(Labeled-object pointing entries)
════════
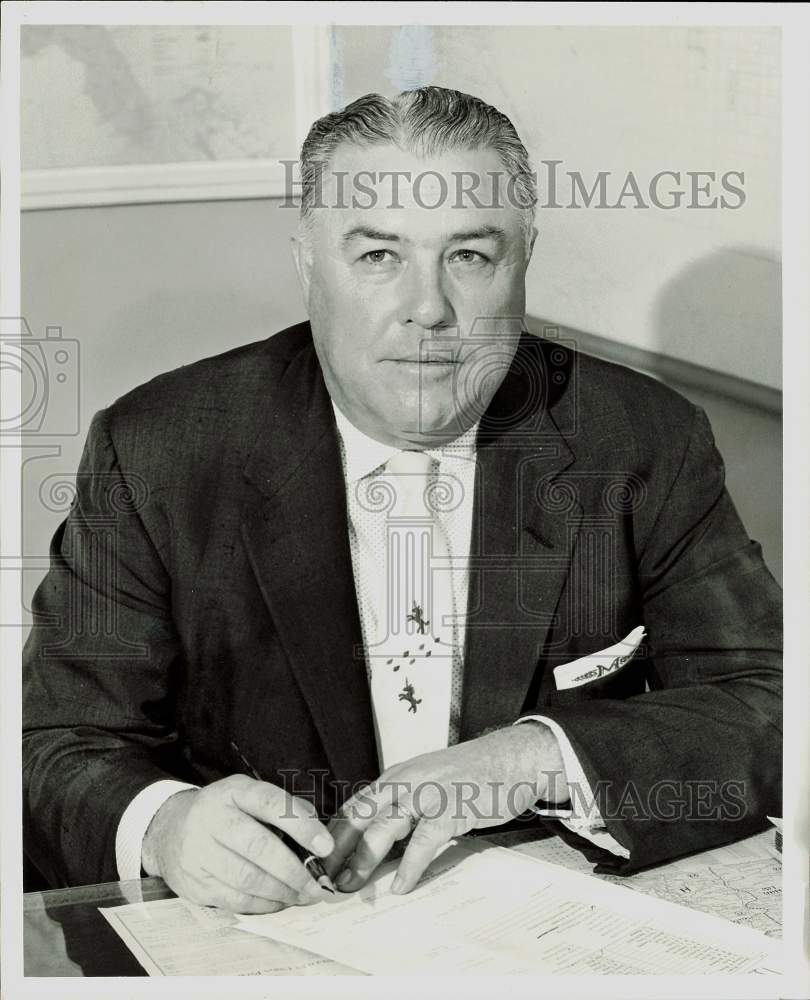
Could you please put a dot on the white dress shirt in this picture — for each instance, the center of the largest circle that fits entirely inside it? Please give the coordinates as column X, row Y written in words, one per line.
column 361, row 456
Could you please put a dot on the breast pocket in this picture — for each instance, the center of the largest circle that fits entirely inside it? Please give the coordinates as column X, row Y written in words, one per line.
column 624, row 682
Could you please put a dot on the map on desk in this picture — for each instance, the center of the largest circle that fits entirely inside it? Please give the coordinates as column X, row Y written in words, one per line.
column 739, row 882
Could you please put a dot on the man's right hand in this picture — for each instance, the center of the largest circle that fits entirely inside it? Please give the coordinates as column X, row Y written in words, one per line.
column 210, row 846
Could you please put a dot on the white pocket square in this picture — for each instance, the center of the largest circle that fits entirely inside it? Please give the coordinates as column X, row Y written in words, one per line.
column 595, row 665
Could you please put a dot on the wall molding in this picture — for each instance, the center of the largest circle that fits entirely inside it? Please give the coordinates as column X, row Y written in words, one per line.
column 665, row 367
column 164, row 182
column 207, row 180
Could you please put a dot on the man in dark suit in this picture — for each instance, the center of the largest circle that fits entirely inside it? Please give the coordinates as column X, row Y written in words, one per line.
column 214, row 583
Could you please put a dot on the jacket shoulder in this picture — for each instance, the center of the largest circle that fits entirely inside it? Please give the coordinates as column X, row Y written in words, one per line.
column 210, row 398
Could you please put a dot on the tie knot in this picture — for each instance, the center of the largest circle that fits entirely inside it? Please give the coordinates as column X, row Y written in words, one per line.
column 410, row 463
column 411, row 473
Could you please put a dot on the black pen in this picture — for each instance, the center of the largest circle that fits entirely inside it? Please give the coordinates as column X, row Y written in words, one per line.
column 310, row 861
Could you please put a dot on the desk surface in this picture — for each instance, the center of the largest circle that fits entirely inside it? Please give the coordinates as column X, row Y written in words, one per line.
column 65, row 935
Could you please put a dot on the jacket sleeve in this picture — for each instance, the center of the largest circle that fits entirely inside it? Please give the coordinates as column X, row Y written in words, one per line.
column 695, row 761
column 99, row 670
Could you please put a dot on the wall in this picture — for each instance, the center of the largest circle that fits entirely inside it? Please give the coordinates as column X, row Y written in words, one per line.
column 146, row 288
column 143, row 288
column 700, row 284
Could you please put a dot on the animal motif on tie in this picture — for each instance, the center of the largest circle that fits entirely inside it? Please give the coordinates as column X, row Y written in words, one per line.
column 407, row 694
column 416, row 616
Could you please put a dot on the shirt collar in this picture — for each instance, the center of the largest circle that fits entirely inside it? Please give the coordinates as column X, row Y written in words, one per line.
column 363, row 454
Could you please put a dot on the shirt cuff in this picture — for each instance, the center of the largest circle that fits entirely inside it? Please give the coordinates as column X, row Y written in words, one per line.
column 135, row 822
column 582, row 816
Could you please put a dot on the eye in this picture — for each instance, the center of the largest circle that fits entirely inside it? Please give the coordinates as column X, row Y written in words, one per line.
column 377, row 256
column 469, row 257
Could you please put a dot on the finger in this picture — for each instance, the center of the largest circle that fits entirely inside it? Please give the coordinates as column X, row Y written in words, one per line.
column 352, row 820
column 253, row 842
column 429, row 836
column 292, row 815
column 207, row 890
column 373, row 848
column 243, row 876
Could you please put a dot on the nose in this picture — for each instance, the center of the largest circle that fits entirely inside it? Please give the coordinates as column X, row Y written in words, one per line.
column 425, row 301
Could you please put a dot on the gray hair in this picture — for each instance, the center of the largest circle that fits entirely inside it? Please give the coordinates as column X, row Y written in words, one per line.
column 427, row 121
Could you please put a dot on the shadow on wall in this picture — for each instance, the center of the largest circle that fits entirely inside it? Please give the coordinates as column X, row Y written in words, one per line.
column 724, row 311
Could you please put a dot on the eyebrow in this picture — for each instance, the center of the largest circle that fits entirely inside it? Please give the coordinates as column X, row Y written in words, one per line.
column 367, row 232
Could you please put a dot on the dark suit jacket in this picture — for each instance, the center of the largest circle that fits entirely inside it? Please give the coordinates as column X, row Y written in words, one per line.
column 201, row 591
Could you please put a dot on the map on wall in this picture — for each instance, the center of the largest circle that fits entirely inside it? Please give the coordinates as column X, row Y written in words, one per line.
column 100, row 96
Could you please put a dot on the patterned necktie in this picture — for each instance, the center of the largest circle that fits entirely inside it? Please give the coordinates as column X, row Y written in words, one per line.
column 412, row 664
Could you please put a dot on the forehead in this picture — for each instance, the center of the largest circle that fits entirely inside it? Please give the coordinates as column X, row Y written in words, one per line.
column 419, row 198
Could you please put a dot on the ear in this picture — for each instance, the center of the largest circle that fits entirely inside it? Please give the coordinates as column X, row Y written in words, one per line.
column 530, row 248
column 302, row 259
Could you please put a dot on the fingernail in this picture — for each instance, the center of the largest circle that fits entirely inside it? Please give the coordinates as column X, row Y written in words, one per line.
column 322, row 844
column 314, row 891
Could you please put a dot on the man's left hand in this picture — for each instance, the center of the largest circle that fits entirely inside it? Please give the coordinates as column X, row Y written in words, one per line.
column 481, row 783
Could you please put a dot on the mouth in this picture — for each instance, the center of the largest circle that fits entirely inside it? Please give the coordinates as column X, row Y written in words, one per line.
column 424, row 362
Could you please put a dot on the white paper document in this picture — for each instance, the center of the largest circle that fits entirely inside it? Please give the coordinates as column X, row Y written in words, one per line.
column 487, row 910
column 171, row 937
column 740, row 882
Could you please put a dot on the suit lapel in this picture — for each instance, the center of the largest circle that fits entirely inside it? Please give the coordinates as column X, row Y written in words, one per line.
column 523, row 532
column 296, row 534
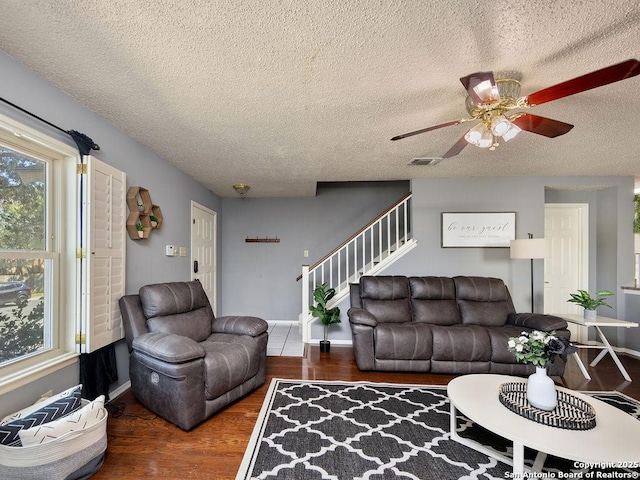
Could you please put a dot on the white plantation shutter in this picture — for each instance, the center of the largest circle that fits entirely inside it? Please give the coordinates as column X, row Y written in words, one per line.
column 104, row 265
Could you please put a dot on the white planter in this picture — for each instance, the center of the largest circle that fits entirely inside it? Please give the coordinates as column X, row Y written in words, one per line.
column 541, row 391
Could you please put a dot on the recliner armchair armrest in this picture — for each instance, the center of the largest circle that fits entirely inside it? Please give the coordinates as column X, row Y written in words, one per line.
════════
> Problem to solve:
Recast the part of the records above that opens with the line containing "Could you please put a dot on the white paper" and closes with the line containing "column 740, row 882" as a JSON list of strings, one string per line, with both end lines included and blank lines left out.

> Solution to this task:
[
  "Could you please put a dot on the white paper document in this picture — for each instance, the center of the largest circle that fits entirely inside it? Please give the coordinates as column X, row Y written in words, one per line.",
  "column 487, row 910",
  "column 171, row 937",
  "column 740, row 882"
]